Immanuel Wilkins Quartet
Immanuel Wilkins (s), Micah Thomas (p), Tyrone Allen (b), Kweku Sumbry (d)
04
ABRIL, 2022
Immanuel Wilkins (s), Micah Thomas (p), Tyrone Allen (b), Kweku Sumbry (d)
41º Festival de Jazz de Terrassa-19 de marzo de 2022
Texto: Enrique Turpin
Fotos: Valentín Suárez
Todavía sorprende el hecho de que echemos a correr para alcanzar un tiempo que parece que se nos escapa, cuando en verdad vivimos en él. Somos tiempo, no es simplemente que lo tengamos o no, sino que formamos parte de él, estamos en él y no existe modo de desligarse de su influjo. “En la música, el tiempo es cuestionable. Con ella se puede desafiar la noción de qué es el tiempo y cómo sientes el tiempo”, ha declarado Immanuel Wilkins (Filadelfia, 1998). Como decía Woody Allen a propósito de los ingredientes de la comedia, también nosotros somos una mezcla de tragedia —la de sabernos mortales— más tiempo. Así que el tiempo nos conforma y nos ofrece la sustancia para progresar en él y seguir siendo nosotros, a pesar de que se trate de un nosotros que cambia en cada latir del corazón y en cada inspiración.
Que estamos hechos de tiempo es algo que sabe perfectamente Wilkins protegido de Ambrose Akinmusire, y ambos abanderados de la escuela jazzística alumbrada por Jason Moran, uno de los grandes en la sombra. También el cuarteto que lidera desde su sorprendente debut con Omega (Blue Note, 2020), elegido por prestigiosas publicaciones como lo mejor que se ha escuchado en mucho tiempo. Y sin embargo, todavía no podía imaginarse que iba a llegar tan pronto su segundo largo, el portentoso The 7th Hand (Blue Note, 2022), que presentaba por primera vez por tierras españolas, colgando el cartel de ‘no hay entradas’ para uno de los conciertos más esperados del 41 Festival de Jazz de Terrassa, como también ocurriría la noche siguiente con la propuesta de Christian McBride y sus Inside Straight.
El tiempo, eso que San Agustín sólo alcanzaba a definir siempre que no le preguntaran por él, es lo que el cuarteto neoyorquino maneja con imponente soltura y con insolente verbigracia, pese a su juventud. Después de que saxofonistas de la talla de Kamasi Washington o James Brandon Lewis hayan seguido trabajando en apuestas que reorientaban la tradición hacia caminos que hermanaban lo íntimo con lo colosal, parece que la propuesta de Immanuel Wilkins ha acertado a la hora de combinar los ingredientes personales con los colectivos, aquí entendidos como una sabia comunión entre la solvente escritura jazzística y las expectativas generadas en su audiencia potencial. Así pudo apreciarse esa noche en la Nova Jazz Cava, convertida una vez más en un templo profano donde invocar al panteón de deidades antiguas y futuras. A veces el nombre genera carácter, de ahí que Immanuel imagine su cometido asociado al mesías, al elegido, a ese ‘Dios está con nosotros’ al que responde la etimología del nombre con el que se conoce al saxofonista de Pensilvania afincado en Brooklyn.

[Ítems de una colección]
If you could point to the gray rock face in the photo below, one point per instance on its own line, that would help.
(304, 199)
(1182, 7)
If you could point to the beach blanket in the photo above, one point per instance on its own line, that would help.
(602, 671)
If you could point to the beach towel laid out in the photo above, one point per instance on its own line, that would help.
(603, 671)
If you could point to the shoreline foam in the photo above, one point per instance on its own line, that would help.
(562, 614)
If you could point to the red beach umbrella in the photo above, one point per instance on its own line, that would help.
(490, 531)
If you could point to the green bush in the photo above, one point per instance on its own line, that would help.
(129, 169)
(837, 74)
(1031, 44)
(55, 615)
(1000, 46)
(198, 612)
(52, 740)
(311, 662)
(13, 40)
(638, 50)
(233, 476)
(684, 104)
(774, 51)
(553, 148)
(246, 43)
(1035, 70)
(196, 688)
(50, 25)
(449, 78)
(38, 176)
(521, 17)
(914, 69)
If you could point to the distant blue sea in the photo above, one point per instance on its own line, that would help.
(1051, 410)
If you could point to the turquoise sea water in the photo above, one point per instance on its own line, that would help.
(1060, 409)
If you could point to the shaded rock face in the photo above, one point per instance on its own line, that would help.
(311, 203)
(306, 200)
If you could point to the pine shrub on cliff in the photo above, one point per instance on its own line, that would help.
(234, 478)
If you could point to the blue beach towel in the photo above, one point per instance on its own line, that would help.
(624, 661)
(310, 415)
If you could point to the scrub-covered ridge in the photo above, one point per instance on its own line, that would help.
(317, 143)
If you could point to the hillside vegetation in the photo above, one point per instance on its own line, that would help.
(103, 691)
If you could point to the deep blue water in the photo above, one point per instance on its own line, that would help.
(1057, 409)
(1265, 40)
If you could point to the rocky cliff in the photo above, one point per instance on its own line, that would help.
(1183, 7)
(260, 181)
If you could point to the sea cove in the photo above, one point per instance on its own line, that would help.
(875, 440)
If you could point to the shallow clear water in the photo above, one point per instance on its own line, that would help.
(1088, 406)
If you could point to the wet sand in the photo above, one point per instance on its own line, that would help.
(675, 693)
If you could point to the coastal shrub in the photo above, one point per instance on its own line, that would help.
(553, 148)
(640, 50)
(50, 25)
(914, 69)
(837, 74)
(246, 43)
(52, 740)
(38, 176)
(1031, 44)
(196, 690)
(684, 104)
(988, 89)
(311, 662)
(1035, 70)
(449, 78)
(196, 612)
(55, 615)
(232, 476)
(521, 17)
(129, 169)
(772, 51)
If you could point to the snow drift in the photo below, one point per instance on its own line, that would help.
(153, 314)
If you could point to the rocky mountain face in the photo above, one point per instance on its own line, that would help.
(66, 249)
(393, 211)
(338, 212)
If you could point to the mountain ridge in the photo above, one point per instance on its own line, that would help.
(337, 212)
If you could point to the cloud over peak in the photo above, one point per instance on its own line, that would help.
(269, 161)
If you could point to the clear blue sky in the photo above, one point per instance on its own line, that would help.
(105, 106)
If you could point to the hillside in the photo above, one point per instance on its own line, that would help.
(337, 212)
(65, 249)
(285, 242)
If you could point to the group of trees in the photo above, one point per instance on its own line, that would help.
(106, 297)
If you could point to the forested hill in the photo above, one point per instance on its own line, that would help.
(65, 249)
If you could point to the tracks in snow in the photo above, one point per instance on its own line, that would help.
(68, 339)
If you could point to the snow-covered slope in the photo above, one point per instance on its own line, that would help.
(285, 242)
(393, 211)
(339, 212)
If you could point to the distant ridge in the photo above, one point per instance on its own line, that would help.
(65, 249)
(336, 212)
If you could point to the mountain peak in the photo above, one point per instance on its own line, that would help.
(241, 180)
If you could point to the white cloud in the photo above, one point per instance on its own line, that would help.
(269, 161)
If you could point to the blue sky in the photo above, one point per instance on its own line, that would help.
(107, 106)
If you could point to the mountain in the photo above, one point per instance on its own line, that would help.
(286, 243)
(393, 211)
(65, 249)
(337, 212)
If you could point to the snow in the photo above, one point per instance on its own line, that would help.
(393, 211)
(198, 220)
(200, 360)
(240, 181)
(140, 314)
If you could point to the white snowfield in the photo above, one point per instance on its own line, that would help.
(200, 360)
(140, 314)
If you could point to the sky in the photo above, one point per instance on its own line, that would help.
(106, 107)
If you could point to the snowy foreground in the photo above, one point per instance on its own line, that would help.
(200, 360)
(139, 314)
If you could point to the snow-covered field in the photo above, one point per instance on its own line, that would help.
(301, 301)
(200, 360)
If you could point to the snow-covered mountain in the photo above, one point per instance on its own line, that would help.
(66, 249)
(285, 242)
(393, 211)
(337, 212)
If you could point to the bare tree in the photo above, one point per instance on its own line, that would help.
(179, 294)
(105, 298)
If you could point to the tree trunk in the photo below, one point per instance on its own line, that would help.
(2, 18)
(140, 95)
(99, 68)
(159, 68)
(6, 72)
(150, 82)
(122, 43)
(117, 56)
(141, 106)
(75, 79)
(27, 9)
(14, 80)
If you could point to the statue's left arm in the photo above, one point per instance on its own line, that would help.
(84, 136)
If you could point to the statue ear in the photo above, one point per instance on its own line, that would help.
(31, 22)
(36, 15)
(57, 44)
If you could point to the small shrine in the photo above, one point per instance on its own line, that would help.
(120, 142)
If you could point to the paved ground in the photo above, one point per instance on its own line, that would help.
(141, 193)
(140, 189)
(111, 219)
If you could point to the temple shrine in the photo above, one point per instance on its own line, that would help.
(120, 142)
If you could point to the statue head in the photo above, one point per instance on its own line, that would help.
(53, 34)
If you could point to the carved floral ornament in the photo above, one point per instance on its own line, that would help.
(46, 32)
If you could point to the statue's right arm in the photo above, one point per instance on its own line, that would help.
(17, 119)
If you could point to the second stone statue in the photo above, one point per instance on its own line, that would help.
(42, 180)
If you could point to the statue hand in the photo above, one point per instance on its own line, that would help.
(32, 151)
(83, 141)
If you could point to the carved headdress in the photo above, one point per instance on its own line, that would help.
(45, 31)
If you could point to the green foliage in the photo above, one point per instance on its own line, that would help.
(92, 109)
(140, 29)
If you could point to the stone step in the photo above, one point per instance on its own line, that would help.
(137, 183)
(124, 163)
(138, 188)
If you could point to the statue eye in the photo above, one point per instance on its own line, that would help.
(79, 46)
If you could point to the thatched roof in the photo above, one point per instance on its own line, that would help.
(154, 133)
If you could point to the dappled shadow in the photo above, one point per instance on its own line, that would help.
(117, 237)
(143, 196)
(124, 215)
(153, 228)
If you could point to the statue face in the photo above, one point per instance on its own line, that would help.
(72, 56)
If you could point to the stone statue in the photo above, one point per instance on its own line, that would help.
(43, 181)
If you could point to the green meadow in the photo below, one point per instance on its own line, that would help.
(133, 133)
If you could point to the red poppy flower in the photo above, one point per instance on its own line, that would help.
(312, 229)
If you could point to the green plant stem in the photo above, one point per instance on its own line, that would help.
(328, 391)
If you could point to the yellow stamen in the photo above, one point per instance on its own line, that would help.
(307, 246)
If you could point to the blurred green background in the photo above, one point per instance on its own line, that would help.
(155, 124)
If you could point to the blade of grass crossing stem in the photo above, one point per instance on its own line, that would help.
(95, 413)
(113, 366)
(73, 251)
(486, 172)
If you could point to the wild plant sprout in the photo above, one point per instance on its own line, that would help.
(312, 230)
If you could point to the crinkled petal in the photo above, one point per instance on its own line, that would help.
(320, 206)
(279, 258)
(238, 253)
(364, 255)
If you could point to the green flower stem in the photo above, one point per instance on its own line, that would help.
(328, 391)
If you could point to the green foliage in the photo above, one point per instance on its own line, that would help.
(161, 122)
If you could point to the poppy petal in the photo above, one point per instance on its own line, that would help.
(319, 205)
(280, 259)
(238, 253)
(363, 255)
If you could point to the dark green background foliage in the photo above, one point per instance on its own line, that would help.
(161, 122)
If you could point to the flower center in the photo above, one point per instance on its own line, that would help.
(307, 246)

▶ **TAREAS POR REALIZAR**:
1) Cambia "portentoso" por "extraordinario" en la crónica del concierto de Immanuel Wilkins y escribe todo el pasaje que va desde "Que estamos hechos" hasta "sus Inside Straight.".
2) Sigue escribiendo la crónica del concierto de Immanuel Wilkins desde el punto en que termina.
Los ítems son material independiente de la crónica.

▶ **RESPUESTAS POR TAREA**:
1)
Que estamos hechos de tiempo es algo que sabe perfectamente Wilkins protegido de Ambrose Akinmusire, y ambos abanderados de la escuela jazzística alumbrada por Jason Moran, uno de los grandes en la sombra. También el cuarteto que lidera desde su sorprendente debut con Omega (Blue Note, 2020), elegido por prestigiosas publicaciones como lo mejor que se ha escuchado en mucho tiempo. Y sin embargo, todavía no podía imaginarse que iba a llegar tan pronto su segundo largo, el extraordinario The 7th Hand (Blue Note, 2022), que presentaba por primera vez por tierras españolas, colgando el cartel de ‘no hay entradas’ para uno de los conciertos más esperados del 41 Festival de Jazz de Terrassa, como también ocurriría la noche siguiente con la propuesta de Christian McBride y sus Inside Straight.

2)
Lo primero que se pudo apreciar nada más aparecer Wilkins fueron sus ganas de gustar, un ansia contenida pero ilusionada en tratar de hacer llegar su idea de lo que él entiende por jazz, que no es más que su idea de lo que entiende por música, que no es más que la idea que tiene de lo que significa para él expresar su mundo artístico mediante la gestación y expresión de sonidos. La música no es otra cosa, sólo que de la que participa Wilkins está trufada de tradición afroamericana de primer orden. Bebe sin remilgos tanto de la espiritualidad coltraniana como de la disposición parkeriana, en ambos casos con el mismo poder imaginativo y con formas que encuentran en Julian ‘Cannonball’ Adderley y en el último Charles Lloyd unas de sus referencias más cercanas y productivas. No parecía cómodo al inicio del concierto. Buscaba su espacio. Tímido sobre el escenario, entendía que debía dejar pasar los primeros compases para vertebrar su asalto a la Cava, a pesar de haberse labrado honores acompañando a Gretchen Parlato, Joel Ross, Wynton Marsalis, Gerald Clayton, Solange Knowles o el mismísimo Bod Dylan, entre otros músicos de renombre. Parapetado tras los atriles, con las hojas yendo y viniendo, el cuarteto —en esta ocasión sin el color que otorga la flautista Elena Pinderhugues a algunas de las partes de la suite The 7th Hand—, el cuarteto empezó a dar muestras de lo que se avecinaba con agigantadas lecturas de su primer largo, el aclamado Omega, casi recién salido de la Jiulliard.
Cayeron piezas combativas, próximas a las reivindicaciones del Black Lives Matter, como “Ferguson-An American Tradition”, que pronto darían la idea del lugar del que viene y al que se dirige Wilkins y su cuarteto, con un motorizado Kweku Sumbry a la batería que se atrevió incluso a cantar en algunos pasajes de raigambre africana (a él se debe la participación en el último disco del colectivo de percusionistas Farafina Kan Percussion Ensemble). Fueron cuarenta minutos en los que la música no hizo más que alzar el vuelo y servir de lienzo a las intervenciones de los cuatro músicos. Wilkins extrajo sonidos acuáticos de su saxo, propios de las florituras a las que nos tenía acostumbrados James Carter, pero sin caer en sus excesos. Dotadísimo con su instrumento, pronto se pudo apreciar que todos navegaban con rumbo firme, errando pero con la brújula afinada al norte, al objetivo que tenían en mente: asaltar los cielos, aunque esa noche fueran los del local, desde donde los miraba, imaginamos que con la misma admiración y entusiasmo que demostraba el auditorio, el gigante de Joe Henderson en forma de fotografía, desplegada en las alturas, haciendo honor a su estatura artística.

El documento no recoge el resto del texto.